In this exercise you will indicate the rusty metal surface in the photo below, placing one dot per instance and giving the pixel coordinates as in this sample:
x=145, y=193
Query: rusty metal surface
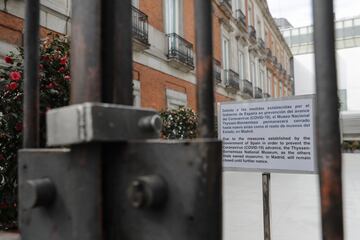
x=192, y=173
x=117, y=52
x=31, y=82
x=45, y=222
x=100, y=122
x=266, y=205
x=204, y=69
x=328, y=134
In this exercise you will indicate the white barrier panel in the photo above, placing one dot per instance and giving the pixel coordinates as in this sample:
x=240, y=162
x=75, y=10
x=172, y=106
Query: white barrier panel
x=269, y=135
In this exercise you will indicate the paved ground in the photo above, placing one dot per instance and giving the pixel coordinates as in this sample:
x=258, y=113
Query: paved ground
x=294, y=204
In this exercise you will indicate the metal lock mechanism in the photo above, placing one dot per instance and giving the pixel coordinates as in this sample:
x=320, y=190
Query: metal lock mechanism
x=148, y=192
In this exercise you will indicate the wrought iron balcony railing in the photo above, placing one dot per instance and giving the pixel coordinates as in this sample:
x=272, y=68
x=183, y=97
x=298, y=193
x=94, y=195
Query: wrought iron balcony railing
x=252, y=33
x=268, y=53
x=226, y=4
x=274, y=60
x=231, y=79
x=217, y=71
x=140, y=26
x=180, y=50
x=241, y=19
x=261, y=44
x=266, y=95
x=247, y=87
x=258, y=92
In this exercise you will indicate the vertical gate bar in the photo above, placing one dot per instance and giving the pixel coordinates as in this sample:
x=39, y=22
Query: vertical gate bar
x=31, y=80
x=117, y=73
x=328, y=134
x=204, y=68
x=117, y=52
x=85, y=172
x=86, y=51
x=266, y=205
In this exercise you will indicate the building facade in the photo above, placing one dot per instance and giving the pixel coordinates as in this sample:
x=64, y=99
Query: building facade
x=251, y=58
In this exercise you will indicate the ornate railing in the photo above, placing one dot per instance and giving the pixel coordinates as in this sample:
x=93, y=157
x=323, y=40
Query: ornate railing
x=217, y=71
x=140, y=26
x=261, y=43
x=258, y=92
x=274, y=60
x=247, y=87
x=231, y=79
x=266, y=95
x=241, y=18
x=180, y=49
x=226, y=3
x=252, y=33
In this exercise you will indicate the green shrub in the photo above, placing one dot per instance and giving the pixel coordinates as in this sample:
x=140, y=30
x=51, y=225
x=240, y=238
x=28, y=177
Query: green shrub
x=54, y=80
x=179, y=123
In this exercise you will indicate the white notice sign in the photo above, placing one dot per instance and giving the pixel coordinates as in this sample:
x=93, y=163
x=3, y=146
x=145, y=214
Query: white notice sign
x=275, y=135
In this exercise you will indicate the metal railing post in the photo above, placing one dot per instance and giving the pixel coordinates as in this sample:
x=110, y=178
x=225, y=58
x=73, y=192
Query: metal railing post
x=31, y=80
x=86, y=171
x=328, y=136
x=204, y=68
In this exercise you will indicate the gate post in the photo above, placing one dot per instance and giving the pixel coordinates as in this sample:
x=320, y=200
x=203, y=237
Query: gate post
x=328, y=134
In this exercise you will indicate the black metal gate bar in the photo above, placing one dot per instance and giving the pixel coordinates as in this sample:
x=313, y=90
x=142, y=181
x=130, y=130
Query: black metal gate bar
x=117, y=52
x=328, y=136
x=85, y=170
x=31, y=80
x=204, y=68
x=86, y=51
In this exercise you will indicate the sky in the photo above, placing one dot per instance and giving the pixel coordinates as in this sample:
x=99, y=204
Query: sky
x=299, y=12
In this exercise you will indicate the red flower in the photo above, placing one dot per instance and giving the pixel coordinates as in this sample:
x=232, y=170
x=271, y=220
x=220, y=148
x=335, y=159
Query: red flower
x=8, y=59
x=50, y=86
x=61, y=70
x=45, y=58
x=15, y=76
x=12, y=86
x=63, y=60
x=18, y=127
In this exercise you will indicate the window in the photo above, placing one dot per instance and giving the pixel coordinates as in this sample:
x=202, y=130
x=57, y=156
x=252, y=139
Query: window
x=241, y=66
x=175, y=99
x=136, y=93
x=135, y=3
x=253, y=72
x=172, y=16
x=226, y=53
x=250, y=14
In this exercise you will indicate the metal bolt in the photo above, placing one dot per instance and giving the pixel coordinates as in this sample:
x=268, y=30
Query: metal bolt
x=38, y=193
x=151, y=123
x=147, y=192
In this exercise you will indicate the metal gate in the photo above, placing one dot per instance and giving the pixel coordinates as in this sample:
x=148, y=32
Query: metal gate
x=115, y=179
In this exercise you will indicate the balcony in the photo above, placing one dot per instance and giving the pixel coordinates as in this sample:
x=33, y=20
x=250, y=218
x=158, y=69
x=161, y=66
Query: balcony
x=266, y=95
x=261, y=45
x=231, y=80
x=241, y=20
x=140, y=30
x=217, y=71
x=258, y=92
x=247, y=88
x=274, y=60
x=180, y=52
x=225, y=5
x=252, y=34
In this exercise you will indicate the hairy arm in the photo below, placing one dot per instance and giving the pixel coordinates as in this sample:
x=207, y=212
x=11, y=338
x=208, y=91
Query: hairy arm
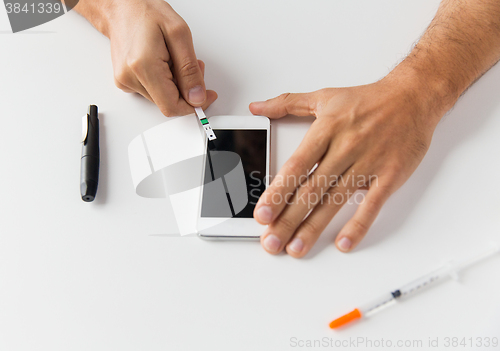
x=377, y=131
x=152, y=52
x=459, y=46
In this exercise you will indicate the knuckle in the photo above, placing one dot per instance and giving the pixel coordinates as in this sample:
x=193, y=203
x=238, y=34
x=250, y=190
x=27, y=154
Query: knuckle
x=285, y=97
x=121, y=77
x=286, y=224
x=359, y=227
x=178, y=30
x=308, y=190
x=189, y=69
x=310, y=227
x=135, y=64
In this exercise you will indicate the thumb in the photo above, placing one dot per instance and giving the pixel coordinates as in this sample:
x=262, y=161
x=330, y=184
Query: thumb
x=287, y=104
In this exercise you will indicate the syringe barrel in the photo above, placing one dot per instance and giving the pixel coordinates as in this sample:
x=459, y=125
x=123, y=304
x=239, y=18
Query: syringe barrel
x=425, y=281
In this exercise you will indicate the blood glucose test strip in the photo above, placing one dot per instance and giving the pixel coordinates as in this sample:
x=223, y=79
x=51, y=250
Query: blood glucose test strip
x=205, y=124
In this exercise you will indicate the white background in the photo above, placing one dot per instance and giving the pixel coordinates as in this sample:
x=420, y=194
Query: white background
x=79, y=276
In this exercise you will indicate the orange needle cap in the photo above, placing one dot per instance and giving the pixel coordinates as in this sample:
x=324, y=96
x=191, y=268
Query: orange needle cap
x=345, y=319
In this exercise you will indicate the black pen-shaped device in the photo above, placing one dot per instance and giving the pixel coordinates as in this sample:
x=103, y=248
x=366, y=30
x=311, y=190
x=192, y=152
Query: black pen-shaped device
x=90, y=160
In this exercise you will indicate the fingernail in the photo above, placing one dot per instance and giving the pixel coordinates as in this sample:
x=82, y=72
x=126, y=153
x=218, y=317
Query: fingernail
x=265, y=214
x=196, y=95
x=272, y=243
x=344, y=244
x=296, y=245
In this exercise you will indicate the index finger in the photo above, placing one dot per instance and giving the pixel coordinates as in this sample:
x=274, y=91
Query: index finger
x=292, y=174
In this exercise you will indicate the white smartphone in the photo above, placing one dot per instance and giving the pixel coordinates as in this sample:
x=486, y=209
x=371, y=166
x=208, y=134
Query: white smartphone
x=243, y=141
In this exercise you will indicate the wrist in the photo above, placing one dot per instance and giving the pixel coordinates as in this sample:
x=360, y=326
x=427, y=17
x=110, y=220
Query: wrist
x=99, y=13
x=432, y=94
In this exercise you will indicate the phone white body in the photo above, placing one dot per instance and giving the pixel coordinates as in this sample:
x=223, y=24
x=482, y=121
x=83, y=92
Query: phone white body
x=235, y=228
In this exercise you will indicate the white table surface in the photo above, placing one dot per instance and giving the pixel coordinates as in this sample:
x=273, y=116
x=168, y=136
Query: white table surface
x=79, y=276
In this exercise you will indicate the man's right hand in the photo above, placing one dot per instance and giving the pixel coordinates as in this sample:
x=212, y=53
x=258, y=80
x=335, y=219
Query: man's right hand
x=152, y=53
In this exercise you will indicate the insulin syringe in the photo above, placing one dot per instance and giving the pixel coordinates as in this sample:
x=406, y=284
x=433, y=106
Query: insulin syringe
x=449, y=270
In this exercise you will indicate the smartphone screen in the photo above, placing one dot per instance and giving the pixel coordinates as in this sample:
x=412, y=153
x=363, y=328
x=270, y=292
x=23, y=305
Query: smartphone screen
x=250, y=145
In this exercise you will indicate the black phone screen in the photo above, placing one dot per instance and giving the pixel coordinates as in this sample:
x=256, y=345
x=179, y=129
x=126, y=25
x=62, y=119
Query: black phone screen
x=250, y=145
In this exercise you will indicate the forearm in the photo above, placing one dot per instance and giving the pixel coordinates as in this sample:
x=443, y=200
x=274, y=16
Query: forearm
x=461, y=43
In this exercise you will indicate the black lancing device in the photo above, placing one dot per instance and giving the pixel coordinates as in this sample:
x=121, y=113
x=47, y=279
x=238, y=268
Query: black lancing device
x=90, y=160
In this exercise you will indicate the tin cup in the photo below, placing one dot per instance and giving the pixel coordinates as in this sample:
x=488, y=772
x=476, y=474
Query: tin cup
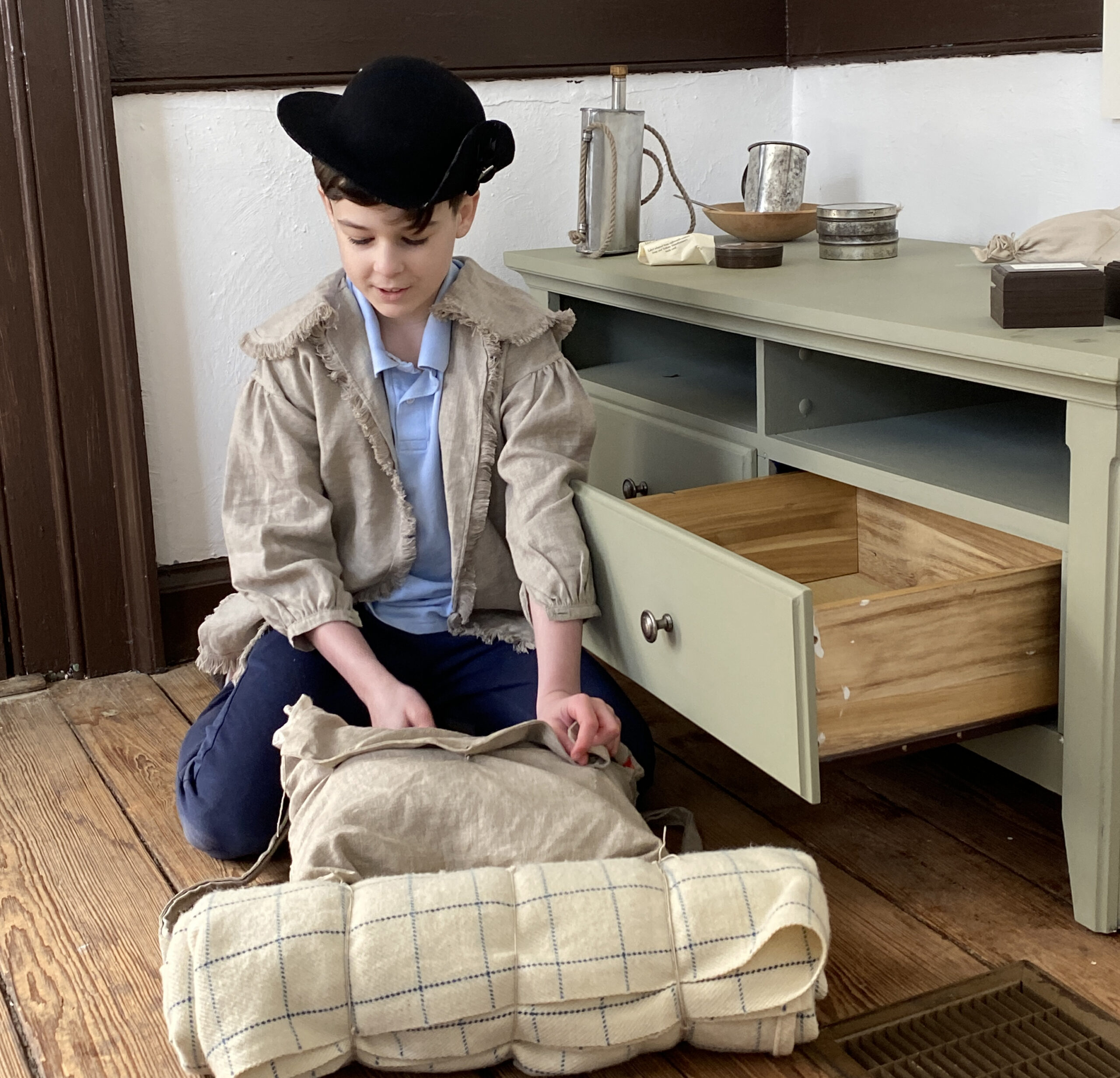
x=774, y=181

-.-.-

> [Alıştırma Açıklaması] Girdilerin başından "x=269, y=135" içeren satıra kadar, iki uç da dahil olmak üzere tüm satırları resimleri çıkararak yeniden yazın. Yalnızca cevap olarak verilen koordinatları 1,3 ile çarpıp tam sayıya yuvarlayın (buçuklar yukarı yuvarlansın), diğer sayıları değiştirmeyin.

> [Cevap Aşağıda]
In this exercise you will indicate the rusty metal surface in the photo below, placing one dot per instance and giving the pixel coordinates as in this sample:
x=145, y=193
Query: rusty metal surface
x=250, y=225
x=152, y=68
x=40, y=107
x=59, y=289
x=130, y=159
x=346, y=267
x=265, y=90
x=426, y=174
In this exercise you will indicate the white barrier panel in the photo above, placing one dot per instance and giving the pixel coordinates as in this sample:
x=240, y=162
x=75, y=10
x=172, y=106
Query: white barrier panel
x=350, y=176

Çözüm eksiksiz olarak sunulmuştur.